EXERCISE DETAILS. Below are records. Copy every line with "headscarf" in it.

PROVIDED MATERIAL.
....

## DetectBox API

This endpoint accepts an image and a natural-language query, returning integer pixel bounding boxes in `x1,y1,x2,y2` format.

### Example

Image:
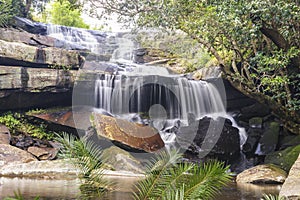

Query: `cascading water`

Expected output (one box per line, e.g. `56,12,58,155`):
94,74,226,120
45,23,246,146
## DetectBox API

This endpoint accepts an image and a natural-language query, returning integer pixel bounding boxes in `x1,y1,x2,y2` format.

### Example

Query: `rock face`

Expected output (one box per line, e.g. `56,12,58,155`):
0,159,77,179
177,116,240,161
101,146,144,173
265,144,300,172
0,39,84,68
91,113,165,152
0,144,37,166
280,153,300,199
236,164,287,184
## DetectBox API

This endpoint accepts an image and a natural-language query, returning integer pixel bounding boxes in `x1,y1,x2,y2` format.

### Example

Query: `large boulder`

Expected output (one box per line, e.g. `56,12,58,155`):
0,39,84,68
236,164,287,184
177,116,240,161
101,146,144,173
0,144,37,167
265,144,300,172
280,153,300,199
91,113,165,152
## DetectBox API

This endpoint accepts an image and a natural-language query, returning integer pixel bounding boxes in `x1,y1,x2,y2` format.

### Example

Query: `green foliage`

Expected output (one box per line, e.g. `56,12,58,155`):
55,133,113,198
262,194,285,200
0,112,54,140
133,150,231,200
0,0,25,27
49,0,89,28
95,0,300,133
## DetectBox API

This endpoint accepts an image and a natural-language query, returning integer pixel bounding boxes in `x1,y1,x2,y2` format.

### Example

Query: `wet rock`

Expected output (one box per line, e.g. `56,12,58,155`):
0,125,10,144
178,116,240,161
256,122,280,155
265,144,300,172
27,146,58,160
236,164,287,184
91,113,165,153
239,102,271,120
280,153,300,199
242,128,261,155
0,39,84,69
0,144,37,166
101,146,144,173
13,16,48,35
0,159,77,179
249,117,263,129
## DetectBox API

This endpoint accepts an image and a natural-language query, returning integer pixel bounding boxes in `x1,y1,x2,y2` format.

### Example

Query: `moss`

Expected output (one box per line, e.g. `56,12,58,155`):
265,144,300,172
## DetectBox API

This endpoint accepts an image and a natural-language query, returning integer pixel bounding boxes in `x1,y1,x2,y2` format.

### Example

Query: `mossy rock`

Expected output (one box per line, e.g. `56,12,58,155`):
265,144,300,172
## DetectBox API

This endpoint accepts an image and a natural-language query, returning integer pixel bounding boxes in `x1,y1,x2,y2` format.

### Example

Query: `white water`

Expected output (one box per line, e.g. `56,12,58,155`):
45,23,246,146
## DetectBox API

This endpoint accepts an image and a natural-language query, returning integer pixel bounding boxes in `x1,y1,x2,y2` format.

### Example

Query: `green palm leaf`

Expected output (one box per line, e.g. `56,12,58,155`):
133,149,231,200
55,133,114,198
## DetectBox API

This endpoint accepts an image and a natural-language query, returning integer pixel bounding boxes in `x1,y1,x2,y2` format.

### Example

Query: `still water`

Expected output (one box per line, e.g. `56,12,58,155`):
0,176,280,200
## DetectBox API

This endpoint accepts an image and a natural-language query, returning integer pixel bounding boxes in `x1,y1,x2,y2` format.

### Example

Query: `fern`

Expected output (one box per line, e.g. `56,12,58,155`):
262,194,286,200
133,150,231,200
55,133,113,198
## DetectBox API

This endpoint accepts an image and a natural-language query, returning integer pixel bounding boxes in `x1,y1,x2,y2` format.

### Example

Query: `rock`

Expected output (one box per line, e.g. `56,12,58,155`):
0,159,77,179
240,102,271,120
249,117,263,129
236,164,287,184
0,144,37,166
192,66,222,80
0,125,10,144
0,66,76,110
91,113,165,153
242,128,261,155
0,28,56,47
0,28,89,51
265,144,300,172
0,39,84,69
27,146,58,160
13,16,48,35
178,116,240,160
0,66,76,91
101,146,144,173
256,122,280,155
280,153,300,199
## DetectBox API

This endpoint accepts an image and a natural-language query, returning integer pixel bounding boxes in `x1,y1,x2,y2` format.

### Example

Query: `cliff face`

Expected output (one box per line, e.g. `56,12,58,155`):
0,28,83,110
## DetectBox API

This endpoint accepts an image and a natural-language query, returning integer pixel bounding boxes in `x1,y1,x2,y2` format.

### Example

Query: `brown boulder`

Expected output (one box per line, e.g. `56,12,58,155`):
27,146,58,160
0,125,10,144
236,164,287,184
0,144,37,166
91,113,164,152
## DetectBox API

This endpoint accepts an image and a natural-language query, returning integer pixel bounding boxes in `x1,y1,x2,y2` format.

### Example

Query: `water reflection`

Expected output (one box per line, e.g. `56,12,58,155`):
215,181,281,200
0,177,280,200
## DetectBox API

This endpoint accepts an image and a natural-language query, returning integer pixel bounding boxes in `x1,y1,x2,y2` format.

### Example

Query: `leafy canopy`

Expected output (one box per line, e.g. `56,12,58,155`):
49,0,89,28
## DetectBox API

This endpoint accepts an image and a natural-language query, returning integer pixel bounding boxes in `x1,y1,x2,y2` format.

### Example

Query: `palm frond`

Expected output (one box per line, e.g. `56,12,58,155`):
262,194,286,200
55,133,114,197
133,149,183,200
133,149,231,200
184,160,231,200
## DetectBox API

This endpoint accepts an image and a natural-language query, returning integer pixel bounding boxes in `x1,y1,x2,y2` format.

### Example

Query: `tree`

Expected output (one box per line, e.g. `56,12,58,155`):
0,0,26,27
49,0,89,28
91,0,300,134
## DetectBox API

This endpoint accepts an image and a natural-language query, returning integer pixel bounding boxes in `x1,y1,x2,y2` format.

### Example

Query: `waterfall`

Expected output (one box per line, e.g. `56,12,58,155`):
94,73,226,120
44,23,247,146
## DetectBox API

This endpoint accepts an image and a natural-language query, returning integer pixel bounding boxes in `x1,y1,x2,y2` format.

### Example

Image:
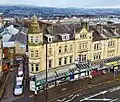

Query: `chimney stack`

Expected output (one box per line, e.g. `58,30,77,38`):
96,24,103,34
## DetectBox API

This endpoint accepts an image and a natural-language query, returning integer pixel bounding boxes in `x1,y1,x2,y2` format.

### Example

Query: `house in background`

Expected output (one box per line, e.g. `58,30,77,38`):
3,42,15,67
0,24,28,67
0,35,3,80
0,13,4,28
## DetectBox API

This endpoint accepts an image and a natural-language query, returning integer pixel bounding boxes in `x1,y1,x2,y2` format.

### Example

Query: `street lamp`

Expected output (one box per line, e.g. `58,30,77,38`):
45,43,48,101
114,67,118,79
34,75,37,95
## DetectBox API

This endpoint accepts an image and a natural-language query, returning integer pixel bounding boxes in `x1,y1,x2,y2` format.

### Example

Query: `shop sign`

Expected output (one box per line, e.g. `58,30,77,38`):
105,62,118,66
70,72,74,80
30,81,35,91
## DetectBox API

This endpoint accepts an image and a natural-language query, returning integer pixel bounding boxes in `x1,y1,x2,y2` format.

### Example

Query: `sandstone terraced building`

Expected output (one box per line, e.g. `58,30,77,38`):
28,16,120,91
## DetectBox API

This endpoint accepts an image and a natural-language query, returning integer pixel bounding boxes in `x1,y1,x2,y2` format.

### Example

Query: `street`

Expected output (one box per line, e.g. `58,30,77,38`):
1,58,29,102
1,62,120,102
11,72,120,102
0,67,24,102
73,82,120,102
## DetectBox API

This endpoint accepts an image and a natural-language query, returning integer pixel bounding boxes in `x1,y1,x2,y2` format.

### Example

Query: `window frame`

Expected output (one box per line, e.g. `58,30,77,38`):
48,60,52,68
70,45,73,51
31,51,34,57
35,64,39,72
59,58,62,65
30,36,34,43
59,46,62,53
49,47,52,55
35,50,39,57
64,57,67,64
31,64,34,71
35,36,39,43
64,46,67,53
70,56,73,63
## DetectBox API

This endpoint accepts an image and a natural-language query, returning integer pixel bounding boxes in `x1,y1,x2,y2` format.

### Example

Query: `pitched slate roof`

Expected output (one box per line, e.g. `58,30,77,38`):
48,23,82,35
103,26,116,38
8,32,27,44
92,30,105,41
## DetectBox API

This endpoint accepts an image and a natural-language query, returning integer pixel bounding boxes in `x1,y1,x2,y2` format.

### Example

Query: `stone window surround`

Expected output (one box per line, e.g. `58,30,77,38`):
30,63,40,72
93,53,101,60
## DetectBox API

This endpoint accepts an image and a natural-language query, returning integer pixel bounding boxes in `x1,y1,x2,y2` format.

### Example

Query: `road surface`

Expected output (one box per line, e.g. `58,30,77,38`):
11,72,120,102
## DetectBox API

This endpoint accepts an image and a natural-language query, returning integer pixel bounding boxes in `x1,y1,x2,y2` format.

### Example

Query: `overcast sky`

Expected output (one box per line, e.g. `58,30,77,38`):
1,0,120,8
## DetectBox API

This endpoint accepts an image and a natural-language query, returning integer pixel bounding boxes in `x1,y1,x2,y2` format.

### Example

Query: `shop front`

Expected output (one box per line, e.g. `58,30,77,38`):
105,61,118,73
70,72,74,81
74,70,79,80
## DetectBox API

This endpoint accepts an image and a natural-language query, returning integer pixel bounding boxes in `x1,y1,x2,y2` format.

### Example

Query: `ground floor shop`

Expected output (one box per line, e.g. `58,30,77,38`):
29,56,120,92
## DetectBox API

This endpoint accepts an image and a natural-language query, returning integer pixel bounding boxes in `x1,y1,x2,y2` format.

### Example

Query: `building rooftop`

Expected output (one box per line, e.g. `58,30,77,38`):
92,30,105,41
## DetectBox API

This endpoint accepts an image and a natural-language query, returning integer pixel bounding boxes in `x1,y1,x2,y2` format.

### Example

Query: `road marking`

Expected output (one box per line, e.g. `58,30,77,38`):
109,86,120,92
80,91,108,102
62,88,67,91
62,98,66,101
29,94,34,98
64,95,77,102
57,99,62,102
76,94,79,97
69,94,73,97
83,98,112,101
71,95,76,100
110,98,118,102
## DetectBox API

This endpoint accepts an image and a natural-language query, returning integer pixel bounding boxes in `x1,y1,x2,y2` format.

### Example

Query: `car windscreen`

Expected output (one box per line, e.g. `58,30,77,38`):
15,85,22,89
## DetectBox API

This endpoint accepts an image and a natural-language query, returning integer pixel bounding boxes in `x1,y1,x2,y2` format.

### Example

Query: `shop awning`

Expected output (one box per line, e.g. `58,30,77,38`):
76,63,90,72
91,60,103,68
34,63,78,86
104,56,120,63
55,64,76,79
105,61,118,66
98,66,109,70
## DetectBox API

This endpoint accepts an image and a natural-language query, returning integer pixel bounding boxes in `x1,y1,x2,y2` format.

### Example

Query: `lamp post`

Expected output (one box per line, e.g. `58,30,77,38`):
45,43,48,101
34,75,37,101
114,67,118,79
114,68,116,79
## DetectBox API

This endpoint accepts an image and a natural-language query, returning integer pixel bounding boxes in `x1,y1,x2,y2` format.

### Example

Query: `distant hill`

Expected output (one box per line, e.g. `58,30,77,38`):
0,4,120,18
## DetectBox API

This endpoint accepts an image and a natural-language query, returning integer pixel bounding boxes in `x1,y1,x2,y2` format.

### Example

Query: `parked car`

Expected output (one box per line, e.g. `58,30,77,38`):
14,85,23,96
16,80,23,86
16,57,23,61
17,70,23,76
16,73,24,81
18,67,23,72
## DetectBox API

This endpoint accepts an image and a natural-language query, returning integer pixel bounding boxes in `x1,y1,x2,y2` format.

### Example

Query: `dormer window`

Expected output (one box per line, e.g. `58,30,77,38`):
45,34,54,43
80,34,87,39
62,34,70,41
30,36,33,43
64,36,67,39
35,36,39,43
48,37,52,42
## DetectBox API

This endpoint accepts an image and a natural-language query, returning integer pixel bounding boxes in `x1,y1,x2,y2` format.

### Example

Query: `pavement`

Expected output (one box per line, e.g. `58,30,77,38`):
29,72,120,102
0,57,28,102
2,64,120,102
73,79,120,102
11,72,120,102
0,72,9,99
0,67,24,102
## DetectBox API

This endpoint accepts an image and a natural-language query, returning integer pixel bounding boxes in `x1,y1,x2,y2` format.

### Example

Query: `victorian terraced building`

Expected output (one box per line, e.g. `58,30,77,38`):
28,16,120,91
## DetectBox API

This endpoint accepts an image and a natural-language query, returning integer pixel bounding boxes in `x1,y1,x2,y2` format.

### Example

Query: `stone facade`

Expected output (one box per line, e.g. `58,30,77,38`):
28,16,120,76
0,36,3,80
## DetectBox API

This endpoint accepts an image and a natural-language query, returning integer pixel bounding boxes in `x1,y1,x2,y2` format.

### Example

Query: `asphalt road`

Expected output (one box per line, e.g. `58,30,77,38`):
73,83,120,102
10,72,120,102
48,73,120,102
53,79,120,102
1,58,29,102
12,60,30,102
0,66,24,102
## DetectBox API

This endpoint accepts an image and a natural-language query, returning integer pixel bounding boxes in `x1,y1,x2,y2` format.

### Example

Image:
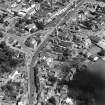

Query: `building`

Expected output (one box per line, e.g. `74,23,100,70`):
97,39,105,49
9,70,21,80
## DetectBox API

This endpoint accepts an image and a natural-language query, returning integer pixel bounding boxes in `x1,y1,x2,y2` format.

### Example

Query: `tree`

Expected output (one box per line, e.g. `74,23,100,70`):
68,66,105,105
97,50,105,56
34,21,44,30
33,0,43,3
0,41,24,75
96,0,105,3
0,31,3,38
48,96,56,105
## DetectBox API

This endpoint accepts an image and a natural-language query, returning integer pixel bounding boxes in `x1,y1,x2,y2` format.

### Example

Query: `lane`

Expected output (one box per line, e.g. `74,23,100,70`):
28,0,86,105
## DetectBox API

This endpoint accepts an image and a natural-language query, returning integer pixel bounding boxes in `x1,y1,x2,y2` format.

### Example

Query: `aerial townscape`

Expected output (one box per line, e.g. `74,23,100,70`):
1,0,105,105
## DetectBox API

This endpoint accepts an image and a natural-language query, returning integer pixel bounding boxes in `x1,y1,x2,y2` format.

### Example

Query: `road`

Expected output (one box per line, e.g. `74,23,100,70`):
46,0,75,23
28,28,54,105
28,0,86,105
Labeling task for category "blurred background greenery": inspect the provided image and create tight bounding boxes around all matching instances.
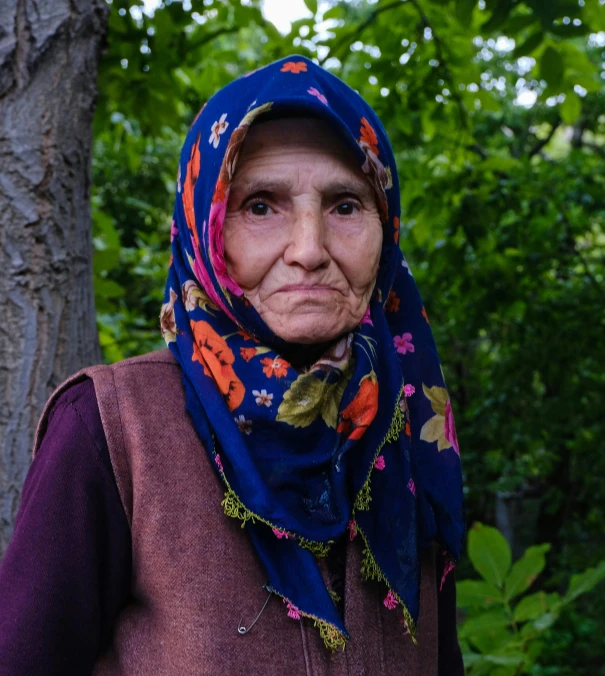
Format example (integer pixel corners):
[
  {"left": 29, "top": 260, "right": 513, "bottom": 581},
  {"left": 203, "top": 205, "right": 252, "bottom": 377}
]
[{"left": 93, "top": 0, "right": 605, "bottom": 671}]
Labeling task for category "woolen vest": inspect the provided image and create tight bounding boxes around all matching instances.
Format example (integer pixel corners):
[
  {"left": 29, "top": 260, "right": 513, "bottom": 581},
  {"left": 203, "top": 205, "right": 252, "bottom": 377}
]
[{"left": 35, "top": 349, "right": 439, "bottom": 675}]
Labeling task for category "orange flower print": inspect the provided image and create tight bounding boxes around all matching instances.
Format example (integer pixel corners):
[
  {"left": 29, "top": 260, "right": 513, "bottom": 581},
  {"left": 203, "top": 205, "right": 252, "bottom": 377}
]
[
  {"left": 260, "top": 357, "right": 290, "bottom": 378},
  {"left": 183, "top": 135, "right": 201, "bottom": 252},
  {"left": 359, "top": 117, "right": 379, "bottom": 156},
  {"left": 191, "top": 320, "right": 245, "bottom": 411},
  {"left": 337, "top": 372, "right": 379, "bottom": 441},
  {"left": 393, "top": 217, "right": 400, "bottom": 244},
  {"left": 238, "top": 329, "right": 259, "bottom": 343},
  {"left": 421, "top": 306, "right": 430, "bottom": 323},
  {"left": 386, "top": 291, "right": 400, "bottom": 313},
  {"left": 281, "top": 61, "right": 307, "bottom": 74},
  {"left": 240, "top": 347, "right": 258, "bottom": 362}
]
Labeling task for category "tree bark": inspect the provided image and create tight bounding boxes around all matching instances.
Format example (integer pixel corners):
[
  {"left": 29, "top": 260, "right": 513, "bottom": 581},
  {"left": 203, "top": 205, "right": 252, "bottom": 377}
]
[{"left": 0, "top": 0, "right": 108, "bottom": 557}]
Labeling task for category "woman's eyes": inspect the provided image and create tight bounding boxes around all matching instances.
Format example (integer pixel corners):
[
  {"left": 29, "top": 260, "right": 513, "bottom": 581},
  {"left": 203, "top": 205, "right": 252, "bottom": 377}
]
[
  {"left": 246, "top": 200, "right": 272, "bottom": 216},
  {"left": 334, "top": 201, "right": 360, "bottom": 216},
  {"left": 242, "top": 198, "right": 361, "bottom": 217}
]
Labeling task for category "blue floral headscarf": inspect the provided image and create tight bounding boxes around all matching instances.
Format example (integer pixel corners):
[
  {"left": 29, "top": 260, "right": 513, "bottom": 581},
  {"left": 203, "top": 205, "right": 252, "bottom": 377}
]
[{"left": 160, "top": 55, "right": 464, "bottom": 650}]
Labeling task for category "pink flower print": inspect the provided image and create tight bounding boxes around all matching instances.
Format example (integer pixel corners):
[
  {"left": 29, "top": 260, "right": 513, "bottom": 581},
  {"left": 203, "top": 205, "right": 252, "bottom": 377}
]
[
  {"left": 440, "top": 554, "right": 456, "bottom": 591},
  {"left": 285, "top": 601, "right": 301, "bottom": 620},
  {"left": 209, "top": 113, "right": 229, "bottom": 148},
  {"left": 404, "top": 384, "right": 415, "bottom": 397},
  {"left": 407, "top": 478, "right": 416, "bottom": 496},
  {"left": 444, "top": 399, "right": 460, "bottom": 456},
  {"left": 252, "top": 389, "right": 273, "bottom": 407},
  {"left": 215, "top": 454, "right": 224, "bottom": 473},
  {"left": 393, "top": 333, "right": 414, "bottom": 355},
  {"left": 383, "top": 591, "right": 398, "bottom": 610},
  {"left": 347, "top": 520, "right": 358, "bottom": 541},
  {"left": 272, "top": 528, "right": 289, "bottom": 539},
  {"left": 170, "top": 219, "right": 179, "bottom": 242},
  {"left": 308, "top": 86, "right": 328, "bottom": 105},
  {"left": 373, "top": 455, "right": 386, "bottom": 471},
  {"left": 360, "top": 306, "right": 373, "bottom": 326}
]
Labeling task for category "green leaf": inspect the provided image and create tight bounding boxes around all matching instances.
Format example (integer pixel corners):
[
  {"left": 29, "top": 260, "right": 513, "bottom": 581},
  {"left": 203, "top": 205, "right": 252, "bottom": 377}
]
[
  {"left": 276, "top": 372, "right": 331, "bottom": 428},
  {"left": 455, "top": 0, "right": 476, "bottom": 25},
  {"left": 322, "top": 6, "right": 343, "bottom": 21},
  {"left": 459, "top": 608, "right": 510, "bottom": 638},
  {"left": 276, "top": 363, "right": 352, "bottom": 429},
  {"left": 512, "top": 30, "right": 543, "bottom": 58},
  {"left": 468, "top": 628, "right": 512, "bottom": 655},
  {"left": 321, "top": 363, "right": 353, "bottom": 428},
  {"left": 481, "top": 0, "right": 514, "bottom": 32},
  {"left": 527, "top": 0, "right": 559, "bottom": 26},
  {"left": 549, "top": 23, "right": 592, "bottom": 37},
  {"left": 533, "top": 612, "right": 557, "bottom": 631},
  {"left": 468, "top": 523, "right": 512, "bottom": 588},
  {"left": 540, "top": 46, "right": 564, "bottom": 90},
  {"left": 504, "top": 543, "right": 550, "bottom": 601},
  {"left": 560, "top": 93, "right": 581, "bottom": 125},
  {"left": 304, "top": 0, "right": 317, "bottom": 16},
  {"left": 479, "top": 156, "right": 522, "bottom": 173},
  {"left": 563, "top": 560, "right": 605, "bottom": 604},
  {"left": 94, "top": 277, "right": 125, "bottom": 299},
  {"left": 513, "top": 591, "right": 552, "bottom": 622},
  {"left": 485, "top": 653, "right": 525, "bottom": 666},
  {"left": 457, "top": 580, "right": 503, "bottom": 608}
]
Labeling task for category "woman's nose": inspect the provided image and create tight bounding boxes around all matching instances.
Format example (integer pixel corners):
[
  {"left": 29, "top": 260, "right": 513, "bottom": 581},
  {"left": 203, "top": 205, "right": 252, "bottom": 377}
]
[{"left": 283, "top": 206, "right": 331, "bottom": 271}]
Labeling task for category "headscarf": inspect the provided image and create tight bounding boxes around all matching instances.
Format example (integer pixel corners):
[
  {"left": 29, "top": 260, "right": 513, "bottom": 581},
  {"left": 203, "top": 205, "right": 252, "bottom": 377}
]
[{"left": 160, "top": 55, "right": 464, "bottom": 650}]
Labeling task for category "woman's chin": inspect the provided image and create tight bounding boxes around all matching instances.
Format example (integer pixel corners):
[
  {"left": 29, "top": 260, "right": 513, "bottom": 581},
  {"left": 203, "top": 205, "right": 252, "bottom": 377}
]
[{"left": 267, "top": 312, "right": 355, "bottom": 345}]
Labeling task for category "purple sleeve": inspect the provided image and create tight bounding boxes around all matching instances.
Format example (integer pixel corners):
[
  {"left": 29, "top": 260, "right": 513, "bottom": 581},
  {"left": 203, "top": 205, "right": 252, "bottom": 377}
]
[
  {"left": 437, "top": 558, "right": 464, "bottom": 675},
  {"left": 0, "top": 379, "right": 131, "bottom": 676}
]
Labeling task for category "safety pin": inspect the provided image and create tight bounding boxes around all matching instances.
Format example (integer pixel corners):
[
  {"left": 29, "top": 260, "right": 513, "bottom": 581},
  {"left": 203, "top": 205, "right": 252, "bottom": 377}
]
[{"left": 237, "top": 583, "right": 273, "bottom": 635}]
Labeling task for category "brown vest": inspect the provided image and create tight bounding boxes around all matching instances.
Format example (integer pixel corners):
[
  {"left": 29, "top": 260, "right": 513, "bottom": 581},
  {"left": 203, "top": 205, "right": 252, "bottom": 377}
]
[{"left": 35, "top": 349, "right": 439, "bottom": 675}]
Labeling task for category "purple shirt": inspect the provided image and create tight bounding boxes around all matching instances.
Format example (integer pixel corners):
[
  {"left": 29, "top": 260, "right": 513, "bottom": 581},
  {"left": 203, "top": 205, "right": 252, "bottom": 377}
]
[{"left": 0, "top": 379, "right": 462, "bottom": 675}]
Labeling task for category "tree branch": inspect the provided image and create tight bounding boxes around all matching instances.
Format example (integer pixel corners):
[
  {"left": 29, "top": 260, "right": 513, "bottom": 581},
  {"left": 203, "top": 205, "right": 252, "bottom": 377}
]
[
  {"left": 557, "top": 203, "right": 605, "bottom": 301},
  {"left": 318, "top": 0, "right": 403, "bottom": 65},
  {"left": 528, "top": 119, "right": 560, "bottom": 158},
  {"left": 186, "top": 25, "right": 240, "bottom": 53},
  {"left": 408, "top": 0, "right": 468, "bottom": 130}
]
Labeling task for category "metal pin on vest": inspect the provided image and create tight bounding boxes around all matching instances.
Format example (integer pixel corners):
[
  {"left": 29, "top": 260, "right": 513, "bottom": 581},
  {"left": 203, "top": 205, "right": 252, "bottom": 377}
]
[{"left": 237, "top": 583, "right": 273, "bottom": 635}]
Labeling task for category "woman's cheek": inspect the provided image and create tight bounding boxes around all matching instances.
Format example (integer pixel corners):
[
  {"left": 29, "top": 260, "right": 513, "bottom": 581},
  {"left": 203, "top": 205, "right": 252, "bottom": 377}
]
[{"left": 335, "top": 224, "right": 382, "bottom": 290}]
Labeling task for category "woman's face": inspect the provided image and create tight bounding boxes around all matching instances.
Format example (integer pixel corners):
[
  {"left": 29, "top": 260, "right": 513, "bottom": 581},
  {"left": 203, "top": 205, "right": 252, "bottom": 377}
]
[{"left": 224, "top": 118, "right": 383, "bottom": 344}]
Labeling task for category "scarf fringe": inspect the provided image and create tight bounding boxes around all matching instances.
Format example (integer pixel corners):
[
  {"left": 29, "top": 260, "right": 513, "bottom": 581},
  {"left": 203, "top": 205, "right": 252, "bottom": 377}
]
[
  {"left": 221, "top": 487, "right": 332, "bottom": 556},
  {"left": 268, "top": 586, "right": 347, "bottom": 652},
  {"left": 219, "top": 386, "right": 414, "bottom": 649},
  {"left": 358, "top": 526, "right": 418, "bottom": 643},
  {"left": 315, "top": 620, "right": 347, "bottom": 651},
  {"left": 353, "top": 391, "right": 406, "bottom": 512}
]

....

WRITTEN REPLY.
Labeling task for category "blue floral headscarf": inspect the provided image and create tight bounding boxes around all matching instances.
Labeling task for category "headscarf": inspect the provided image and create tight bounding boxes around all matching instances.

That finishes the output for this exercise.